[Stored data entries]
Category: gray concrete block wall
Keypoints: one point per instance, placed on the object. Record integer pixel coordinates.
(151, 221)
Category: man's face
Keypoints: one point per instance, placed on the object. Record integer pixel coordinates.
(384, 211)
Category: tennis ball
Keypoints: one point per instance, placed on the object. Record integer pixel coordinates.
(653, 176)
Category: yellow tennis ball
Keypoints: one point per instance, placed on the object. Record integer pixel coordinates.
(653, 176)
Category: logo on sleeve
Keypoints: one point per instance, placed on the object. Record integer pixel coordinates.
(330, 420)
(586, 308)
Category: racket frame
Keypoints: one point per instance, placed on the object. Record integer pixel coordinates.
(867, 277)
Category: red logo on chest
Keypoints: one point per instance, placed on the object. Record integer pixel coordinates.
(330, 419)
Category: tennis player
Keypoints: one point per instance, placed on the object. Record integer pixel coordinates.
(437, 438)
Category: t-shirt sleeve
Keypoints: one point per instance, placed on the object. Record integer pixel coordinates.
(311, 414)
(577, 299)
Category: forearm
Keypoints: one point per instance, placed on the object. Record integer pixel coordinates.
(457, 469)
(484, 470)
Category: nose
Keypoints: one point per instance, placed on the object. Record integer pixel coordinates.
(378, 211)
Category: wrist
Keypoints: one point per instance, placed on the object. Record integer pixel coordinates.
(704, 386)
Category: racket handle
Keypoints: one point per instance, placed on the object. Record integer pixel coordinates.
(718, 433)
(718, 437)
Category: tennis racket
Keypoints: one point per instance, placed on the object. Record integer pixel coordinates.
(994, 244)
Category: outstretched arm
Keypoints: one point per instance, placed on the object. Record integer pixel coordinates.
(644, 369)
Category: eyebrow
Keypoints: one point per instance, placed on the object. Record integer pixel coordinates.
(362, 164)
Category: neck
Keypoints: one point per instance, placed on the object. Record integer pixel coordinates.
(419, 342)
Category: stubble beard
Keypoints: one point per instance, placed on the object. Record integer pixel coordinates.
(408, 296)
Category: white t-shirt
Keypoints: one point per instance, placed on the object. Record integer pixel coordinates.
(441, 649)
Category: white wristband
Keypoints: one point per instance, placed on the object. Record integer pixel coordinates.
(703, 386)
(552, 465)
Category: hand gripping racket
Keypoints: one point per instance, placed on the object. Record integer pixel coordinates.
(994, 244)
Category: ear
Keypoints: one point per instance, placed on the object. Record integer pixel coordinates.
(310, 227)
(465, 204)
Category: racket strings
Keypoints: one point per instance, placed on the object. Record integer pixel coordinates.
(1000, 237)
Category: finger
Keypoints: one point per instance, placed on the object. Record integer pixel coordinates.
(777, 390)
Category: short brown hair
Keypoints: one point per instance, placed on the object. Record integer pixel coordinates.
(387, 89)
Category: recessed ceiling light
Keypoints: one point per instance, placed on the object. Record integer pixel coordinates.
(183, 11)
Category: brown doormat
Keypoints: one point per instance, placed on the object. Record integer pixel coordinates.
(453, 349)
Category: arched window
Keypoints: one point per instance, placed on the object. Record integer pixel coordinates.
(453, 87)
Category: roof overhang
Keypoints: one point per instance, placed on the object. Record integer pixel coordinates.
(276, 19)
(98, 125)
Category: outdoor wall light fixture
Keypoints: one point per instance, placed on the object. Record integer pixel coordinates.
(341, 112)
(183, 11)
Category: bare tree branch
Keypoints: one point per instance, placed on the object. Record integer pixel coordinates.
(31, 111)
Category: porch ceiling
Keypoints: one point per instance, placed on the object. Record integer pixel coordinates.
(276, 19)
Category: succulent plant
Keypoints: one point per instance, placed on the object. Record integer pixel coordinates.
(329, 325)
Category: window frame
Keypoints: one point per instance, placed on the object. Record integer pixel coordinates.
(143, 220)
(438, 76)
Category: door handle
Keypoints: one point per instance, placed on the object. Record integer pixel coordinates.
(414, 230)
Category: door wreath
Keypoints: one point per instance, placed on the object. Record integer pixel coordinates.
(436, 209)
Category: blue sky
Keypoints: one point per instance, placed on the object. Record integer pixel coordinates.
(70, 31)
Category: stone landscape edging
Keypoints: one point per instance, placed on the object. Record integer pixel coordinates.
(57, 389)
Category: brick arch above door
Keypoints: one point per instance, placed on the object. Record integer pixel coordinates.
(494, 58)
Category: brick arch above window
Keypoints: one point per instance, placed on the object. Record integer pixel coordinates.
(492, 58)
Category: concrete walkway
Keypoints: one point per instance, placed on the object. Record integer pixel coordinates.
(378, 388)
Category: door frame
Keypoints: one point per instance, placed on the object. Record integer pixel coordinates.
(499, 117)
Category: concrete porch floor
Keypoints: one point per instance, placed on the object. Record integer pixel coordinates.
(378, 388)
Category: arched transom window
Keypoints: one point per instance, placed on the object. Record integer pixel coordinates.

→ **TASK INSTRUCTIONS**
Each record must be repeated exactly as it is.

→ **ANSWER FOR THE TASK**
Category: gray concrete block wall
Keypoints: one point per instance, placed on the object. Record integer pixel coordinates.
(151, 221)
Category: man's face
Keypoints: one point per instance, placed on the object. Record integer pixel coordinates.
(384, 211)
Category: tennis ball
Keypoints: one point per instance, placed on the object. Record integer pixel coordinates.
(653, 176)
Category: yellow tennis ball
Keypoints: one point per instance, placed on the object. Record integer pixel coordinates.
(653, 176)
Category: logo on sleeve
Keypoints: one point per instance, placed on the object. Record integer pixel coordinates.
(330, 420)
(586, 308)
Category: racket frame
Keypoints: one point per instance, placed on the object. Record integer pixel coordinates.
(867, 277)
Category: red logo on chest
Keypoints: one point per instance, placed on the object. Record integer pixel coordinates.
(330, 419)
Category: tennis player
Keypoints: one point per instance, placed on the object. Record integer pixel coordinates.
(437, 438)
Category: t-shirt sleeve
Keypoints: one point per instance, placed on the object. Record integer pixel coordinates.
(311, 414)
(577, 299)
Category: forearm
Keypoints: one point per instance, placed on the object. Record integer pixel coordinates.
(457, 469)
(484, 470)
Category: nose
Keypoints: one point per instance, placed on the object. Record integer pixel coordinates.
(378, 211)
Category: wrist
Keypoints: one point per instance, placed on the object. Record integer pixel coordinates.
(704, 386)
Category: racket handle
Keypoints: one point per instance, placed on the object. Record integer pixel coordinates.
(718, 433)
(718, 437)
Category: tennis racket
Keypoints: one point per instance, placed on the object. Record integer pixel coordinates.
(994, 244)
Category: outstretched arm
Keypoints: one point per instance, placed on the object. Record integer pixel coordinates.
(644, 369)
Category: eyebrow
Keypoints: one point per instance, placed on the object. Record integer pixel coordinates.
(362, 164)
Category: neck
Keypoints: one point per instance, placed on the object. Record integer pixel coordinates.
(419, 342)
Category: stubble beard
Keypoints: one point per instance, placed on the object. Record integer pixel coordinates.
(408, 296)
Category: white t-shirt
Keypoints: one point per instance, placed on the object. Record integer pixel coordinates.
(441, 649)
Category: white wristband
Keypoints: one point per instance, placed on the object. Record integer pixel coordinates.
(703, 386)
(552, 465)
Category: hand gripping racket
Keypoints: one point per instance, placed on the object. Record integer pixel coordinates.
(994, 244)
Category: ear
Keypoints: one point per instance, placed on the object. Record integer pixel coordinates.
(310, 227)
(465, 204)
Category: racket strings
Keypoints: one point per instance, placed on the object. Record integer pixel coordinates.
(1000, 237)
Category: finger
Keypoints: one point per instance, placed on the object. Record integer pixel coordinates.
(777, 390)
Category: short brown hair
Keypoints: one point per instance, placed on the object. Record integer pixel coordinates.
(387, 89)
Category: recessed ceiling light
Keypoints: one point per instance, placed on the object. Record integer pixel coordinates.
(183, 11)
Category: brown doormat
Keypoints: one point per instance, placed on the object. Record integer pixel coordinates.
(453, 349)
Category: arched window
Keypoints: one point per instance, placed on the object. Record integer pixel coordinates.
(453, 87)
Category: roof overhang
Keypoints: one point per instance, placed on the object. Record integer pixel coordinates.
(276, 19)
(98, 125)
Category: outdoor wall light fixture
Keypoints: one point per instance, placed on the object. Record integer pixel coordinates.
(341, 112)
(183, 11)
Category: bare tree branch
Keypoints: one point per instance, placed on the object. Record integer pixel coordinates.
(31, 111)
Category: porch ceiling
Keypoints: one point per instance, placed on the object. Record integer pixel coordinates.
(276, 19)
Category: succulent plant
Keypoints: one point per instance, placed on the object. Record integer pixel coordinates.
(329, 325)
Category: window frame
Keypoints: one point per instance, placed on the object. Record integer pixel coordinates.
(143, 220)
(438, 76)
Category: door handle
Keypoints: one point per instance, placed on the object. Record integer pixel coordinates.
(414, 230)
Category: door wreath
Keypoints: one point per instance, placed on the object. Record integer pixel coordinates.
(436, 209)
Category: blue sky
Keypoints: one point per instance, placed on the object. Record integer pixel coordinates.
(70, 31)
Category: stone landscape edging
Keypoints: one point per instance, placed on the object. Record integer pixel coordinates.
(57, 389)
Category: brick arch above door
Keypoints: one point per instance, placed on the object. Record integer pixel coordinates.
(494, 58)
Category: brick arch above window
Keypoints: one point per instance, placed on the object. Record integer pixel coordinates.
(492, 58)
Category: concrete walkway
Keypoints: one point per instance, placed on the object. Record integer pixel coordinates.
(378, 388)
Category: door frame
Keypoints: one point per instance, placed on the object. Record integer pixel coordinates.
(499, 117)
Category: concrete porch floor
Keypoints: one point per instance, placed on the object. Record integer pixel coordinates.
(378, 388)
Category: arched transom window
Keypoints: one point per instance, placed on the object. Record integer pixel coordinates.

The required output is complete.